The IRS Is Rewarding Retirement Savers With Up to $2,000. Do You Qualify?
If you’ve ever been on the fence about contributing to a retirement account, this incentive may cause you to have a change of heart: the Saver’s Credit.
It’s also known as the Retirement Savings Contribution Credit, and it’s possibly one of the most underutilized tax benefits among low- and moderate-income taxpayers.
In a nutshell, the Saver’s Credit gives you a chance to earn up to $1,000 (up to $2,000 for a married couple) just for contributing to a qualified retirement plan. That extra money — although nonrefundable — could potentially wipe out or reduce your tax bill.
It may sound too good to be true, but the Saver’s Credit has been around for almost a decade and has allowed many people to earn a tax break while boosting their retirement savings. However, most people have no idea they qualify. I’ll break down the qualifications below to ensure you won’t leave another penny on the table.

- - -

**TASK OBJECTIVE**
Reproduce the passage of the Saver's Credit article starting at "It’s also known" and ending at "and moderate-income taxpayers.".

**EXTRACTED INFORMATION**
- - -

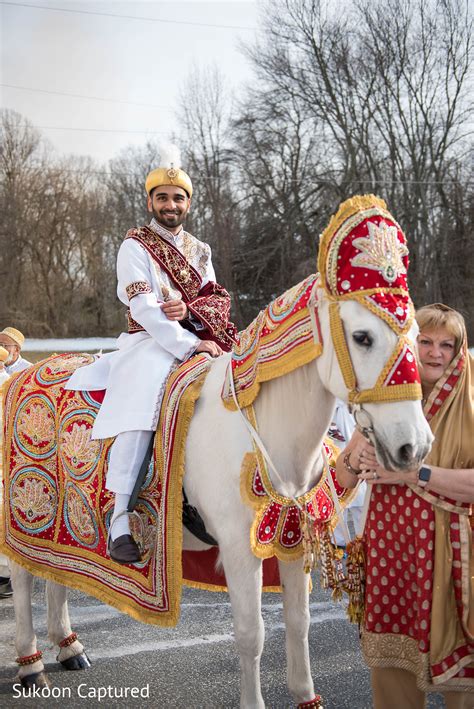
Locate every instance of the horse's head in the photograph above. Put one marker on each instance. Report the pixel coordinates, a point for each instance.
(368, 330)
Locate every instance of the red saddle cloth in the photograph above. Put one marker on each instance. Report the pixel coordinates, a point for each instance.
(57, 510)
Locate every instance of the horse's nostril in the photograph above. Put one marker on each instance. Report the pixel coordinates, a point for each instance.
(406, 453)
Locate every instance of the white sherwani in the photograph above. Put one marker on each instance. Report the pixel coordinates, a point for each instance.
(4, 570)
(135, 375)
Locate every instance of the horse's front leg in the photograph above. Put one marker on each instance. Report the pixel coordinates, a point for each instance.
(295, 585)
(31, 669)
(243, 573)
(71, 651)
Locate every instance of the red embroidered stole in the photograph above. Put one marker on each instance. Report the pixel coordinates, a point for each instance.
(171, 260)
(209, 304)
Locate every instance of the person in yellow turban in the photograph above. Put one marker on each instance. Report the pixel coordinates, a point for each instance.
(5, 584)
(13, 340)
(174, 309)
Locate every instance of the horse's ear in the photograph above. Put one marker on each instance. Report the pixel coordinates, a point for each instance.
(362, 249)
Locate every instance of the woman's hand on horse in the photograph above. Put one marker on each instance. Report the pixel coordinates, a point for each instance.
(210, 347)
(175, 309)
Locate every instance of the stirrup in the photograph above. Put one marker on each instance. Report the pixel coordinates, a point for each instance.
(141, 542)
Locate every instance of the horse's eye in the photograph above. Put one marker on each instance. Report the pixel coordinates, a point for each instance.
(362, 338)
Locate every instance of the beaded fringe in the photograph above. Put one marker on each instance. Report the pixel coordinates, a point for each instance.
(320, 551)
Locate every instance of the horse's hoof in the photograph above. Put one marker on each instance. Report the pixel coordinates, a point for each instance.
(77, 662)
(37, 680)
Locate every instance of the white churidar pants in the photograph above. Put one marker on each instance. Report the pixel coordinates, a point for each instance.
(126, 457)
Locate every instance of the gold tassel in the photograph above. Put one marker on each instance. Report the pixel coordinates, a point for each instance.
(355, 582)
(309, 542)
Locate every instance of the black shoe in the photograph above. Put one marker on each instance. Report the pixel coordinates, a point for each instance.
(6, 589)
(124, 550)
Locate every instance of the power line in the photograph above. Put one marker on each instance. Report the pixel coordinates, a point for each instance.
(92, 98)
(127, 17)
(326, 182)
(104, 130)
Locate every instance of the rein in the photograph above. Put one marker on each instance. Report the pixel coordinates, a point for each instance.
(311, 305)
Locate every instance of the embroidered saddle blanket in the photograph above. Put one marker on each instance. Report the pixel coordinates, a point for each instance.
(284, 335)
(57, 510)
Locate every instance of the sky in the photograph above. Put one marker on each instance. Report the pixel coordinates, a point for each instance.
(139, 65)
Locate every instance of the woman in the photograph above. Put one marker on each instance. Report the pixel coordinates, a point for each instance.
(418, 632)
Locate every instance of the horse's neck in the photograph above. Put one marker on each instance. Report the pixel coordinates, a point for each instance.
(293, 414)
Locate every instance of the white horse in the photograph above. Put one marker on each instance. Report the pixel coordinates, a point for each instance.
(293, 414)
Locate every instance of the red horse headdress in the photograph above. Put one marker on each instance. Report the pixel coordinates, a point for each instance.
(363, 256)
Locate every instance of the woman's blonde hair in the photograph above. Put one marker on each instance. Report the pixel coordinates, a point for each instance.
(438, 315)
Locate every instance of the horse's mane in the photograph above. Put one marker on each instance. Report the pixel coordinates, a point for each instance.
(280, 339)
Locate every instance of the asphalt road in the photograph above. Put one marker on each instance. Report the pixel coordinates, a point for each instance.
(192, 666)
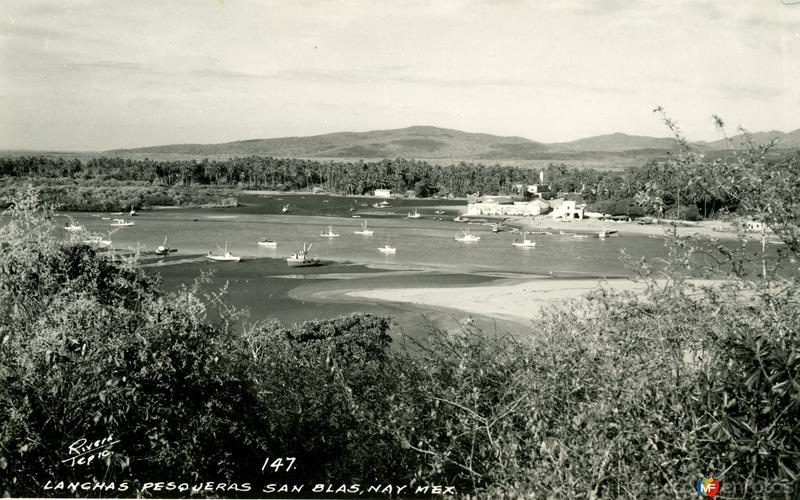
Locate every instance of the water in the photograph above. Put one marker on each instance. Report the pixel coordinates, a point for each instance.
(421, 243)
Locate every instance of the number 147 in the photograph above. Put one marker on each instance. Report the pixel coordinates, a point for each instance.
(285, 464)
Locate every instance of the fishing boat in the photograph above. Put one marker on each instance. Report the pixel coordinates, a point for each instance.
(466, 237)
(266, 242)
(163, 249)
(225, 257)
(387, 248)
(525, 243)
(98, 242)
(329, 233)
(302, 259)
(364, 231)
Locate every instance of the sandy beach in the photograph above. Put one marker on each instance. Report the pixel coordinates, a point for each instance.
(514, 300)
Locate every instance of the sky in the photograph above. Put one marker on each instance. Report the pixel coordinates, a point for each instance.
(90, 75)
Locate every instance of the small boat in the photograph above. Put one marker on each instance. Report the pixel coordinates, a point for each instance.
(163, 249)
(329, 233)
(525, 243)
(266, 242)
(387, 248)
(466, 237)
(364, 231)
(225, 257)
(98, 242)
(302, 259)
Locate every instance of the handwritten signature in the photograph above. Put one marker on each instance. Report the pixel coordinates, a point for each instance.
(82, 452)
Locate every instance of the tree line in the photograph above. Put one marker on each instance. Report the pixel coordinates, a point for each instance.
(655, 188)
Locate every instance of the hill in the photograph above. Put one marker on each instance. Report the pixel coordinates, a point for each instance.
(432, 143)
(411, 142)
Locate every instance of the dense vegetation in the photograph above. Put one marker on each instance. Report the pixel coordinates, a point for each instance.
(656, 188)
(616, 395)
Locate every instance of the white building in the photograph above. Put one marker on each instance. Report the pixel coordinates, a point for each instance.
(536, 207)
(569, 210)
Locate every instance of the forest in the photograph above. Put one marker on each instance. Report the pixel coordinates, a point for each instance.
(612, 395)
(655, 188)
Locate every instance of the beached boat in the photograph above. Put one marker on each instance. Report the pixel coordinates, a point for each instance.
(525, 243)
(302, 259)
(364, 231)
(466, 237)
(163, 249)
(266, 242)
(98, 242)
(225, 257)
(387, 248)
(329, 233)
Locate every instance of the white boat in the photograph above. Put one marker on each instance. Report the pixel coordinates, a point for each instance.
(388, 249)
(225, 257)
(525, 243)
(266, 242)
(466, 237)
(364, 231)
(121, 223)
(329, 233)
(302, 259)
(163, 249)
(98, 242)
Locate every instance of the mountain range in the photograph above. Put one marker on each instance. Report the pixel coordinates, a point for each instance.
(433, 142)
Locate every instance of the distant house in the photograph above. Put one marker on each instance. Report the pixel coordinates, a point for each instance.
(569, 210)
(498, 206)
(754, 225)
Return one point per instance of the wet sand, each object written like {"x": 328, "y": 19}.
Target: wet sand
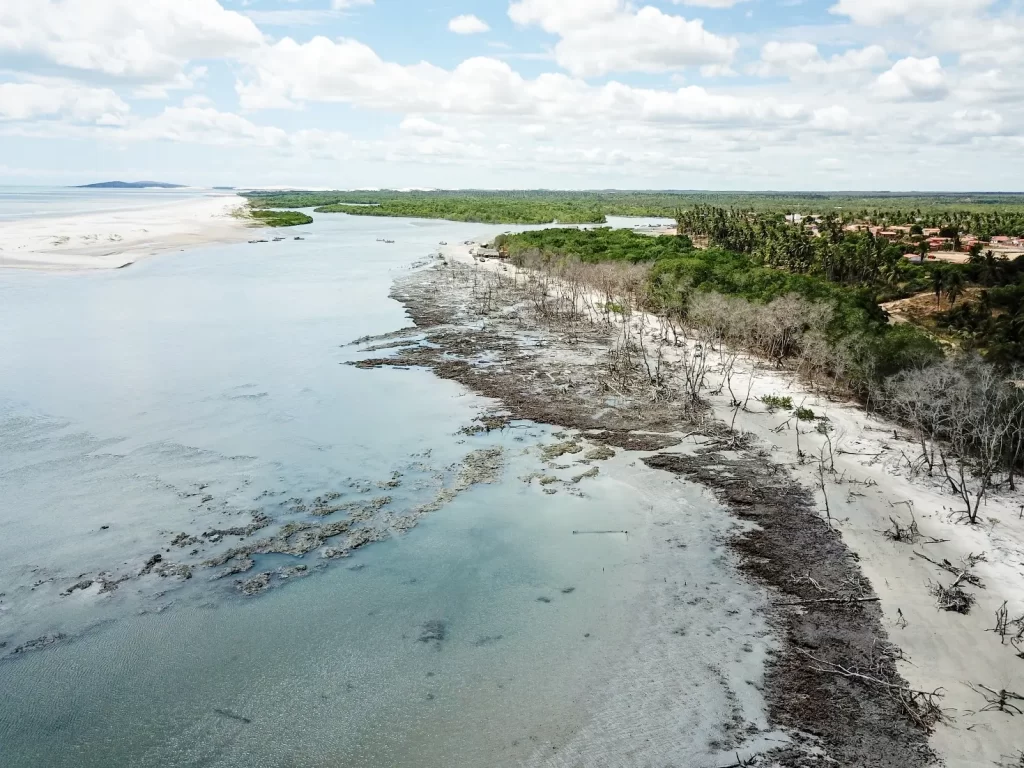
{"x": 114, "y": 239}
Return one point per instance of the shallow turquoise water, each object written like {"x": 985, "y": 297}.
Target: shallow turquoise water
{"x": 221, "y": 368}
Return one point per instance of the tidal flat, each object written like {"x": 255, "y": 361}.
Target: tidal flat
{"x": 199, "y": 414}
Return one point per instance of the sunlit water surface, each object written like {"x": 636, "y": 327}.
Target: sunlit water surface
{"x": 221, "y": 367}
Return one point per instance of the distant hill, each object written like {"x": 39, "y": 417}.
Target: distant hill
{"x": 131, "y": 185}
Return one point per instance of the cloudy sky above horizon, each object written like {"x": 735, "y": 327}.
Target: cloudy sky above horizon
{"x": 714, "y": 94}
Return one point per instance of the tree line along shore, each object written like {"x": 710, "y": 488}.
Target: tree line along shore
{"x": 804, "y": 290}
{"x": 966, "y": 410}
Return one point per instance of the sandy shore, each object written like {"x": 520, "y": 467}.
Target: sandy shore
{"x": 114, "y": 239}
{"x": 958, "y": 655}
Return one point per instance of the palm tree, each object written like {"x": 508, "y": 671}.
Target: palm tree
{"x": 923, "y": 249}
{"x": 954, "y": 287}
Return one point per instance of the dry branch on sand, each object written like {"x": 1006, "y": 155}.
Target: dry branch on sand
{"x": 922, "y": 707}
{"x": 998, "y": 700}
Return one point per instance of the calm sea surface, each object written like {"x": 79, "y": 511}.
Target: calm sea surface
{"x": 219, "y": 369}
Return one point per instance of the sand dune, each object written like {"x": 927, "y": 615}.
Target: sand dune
{"x": 113, "y": 239}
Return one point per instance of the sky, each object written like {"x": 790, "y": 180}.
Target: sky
{"x": 677, "y": 94}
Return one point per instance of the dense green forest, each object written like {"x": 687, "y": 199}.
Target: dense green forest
{"x": 474, "y": 209}
{"x": 279, "y": 218}
{"x": 991, "y": 323}
{"x": 539, "y": 206}
{"x": 870, "y": 348}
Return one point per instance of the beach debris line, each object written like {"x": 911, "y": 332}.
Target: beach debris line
{"x": 921, "y": 706}
{"x": 1001, "y": 700}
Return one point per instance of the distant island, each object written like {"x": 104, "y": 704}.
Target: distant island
{"x": 130, "y": 185}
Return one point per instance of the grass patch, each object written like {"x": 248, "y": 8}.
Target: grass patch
{"x": 279, "y": 218}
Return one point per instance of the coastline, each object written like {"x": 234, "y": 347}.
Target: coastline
{"x": 894, "y": 611}
{"x": 112, "y": 240}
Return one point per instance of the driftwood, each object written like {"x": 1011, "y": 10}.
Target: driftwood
{"x": 835, "y": 600}
{"x": 920, "y": 706}
{"x": 999, "y": 700}
{"x": 963, "y": 574}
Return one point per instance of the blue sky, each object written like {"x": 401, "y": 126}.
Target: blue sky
{"x": 730, "y": 94}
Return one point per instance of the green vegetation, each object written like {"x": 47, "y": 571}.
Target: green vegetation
{"x": 857, "y": 344}
{"x": 279, "y": 218}
{"x": 476, "y": 209}
{"x": 777, "y": 402}
{"x": 539, "y": 207}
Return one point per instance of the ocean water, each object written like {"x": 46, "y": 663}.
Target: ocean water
{"x": 488, "y": 635}
{"x": 35, "y": 202}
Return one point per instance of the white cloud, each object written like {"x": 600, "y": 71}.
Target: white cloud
{"x": 24, "y": 101}
{"x": 718, "y": 71}
{"x": 417, "y": 126}
{"x": 710, "y": 3}
{"x": 986, "y": 41}
{"x": 289, "y": 74}
{"x": 645, "y": 41}
{"x": 875, "y": 12}
{"x": 206, "y": 125}
{"x": 606, "y": 36}
{"x": 467, "y": 25}
{"x": 148, "y": 40}
{"x": 978, "y": 122}
{"x": 563, "y": 15}
{"x": 836, "y": 119}
{"x": 913, "y": 80}
{"x": 794, "y": 59}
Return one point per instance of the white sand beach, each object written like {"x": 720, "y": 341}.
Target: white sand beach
{"x": 960, "y": 655}
{"x": 110, "y": 240}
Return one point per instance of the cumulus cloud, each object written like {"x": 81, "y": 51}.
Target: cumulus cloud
{"x": 606, "y": 36}
{"x": 24, "y": 101}
{"x": 710, "y": 3}
{"x": 417, "y": 126}
{"x": 795, "y": 59}
{"x": 564, "y": 15}
{"x": 145, "y": 41}
{"x": 978, "y": 122}
{"x": 468, "y": 25}
{"x": 913, "y": 80}
{"x": 346, "y": 71}
{"x": 875, "y": 12}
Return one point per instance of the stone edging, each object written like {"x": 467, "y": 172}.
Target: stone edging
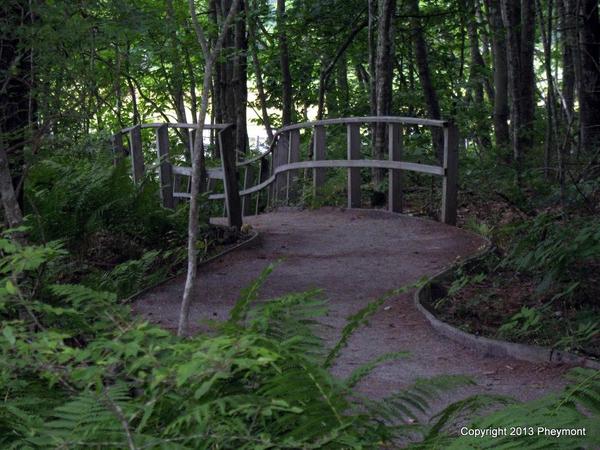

- - -

**SOLUTION TO THIS EXERCISE**
It’s also known as the Retirement Savings Contribution Credit, and it’s possibly one of the most underutilized tax benefits among low- and moderate-income taxpayers.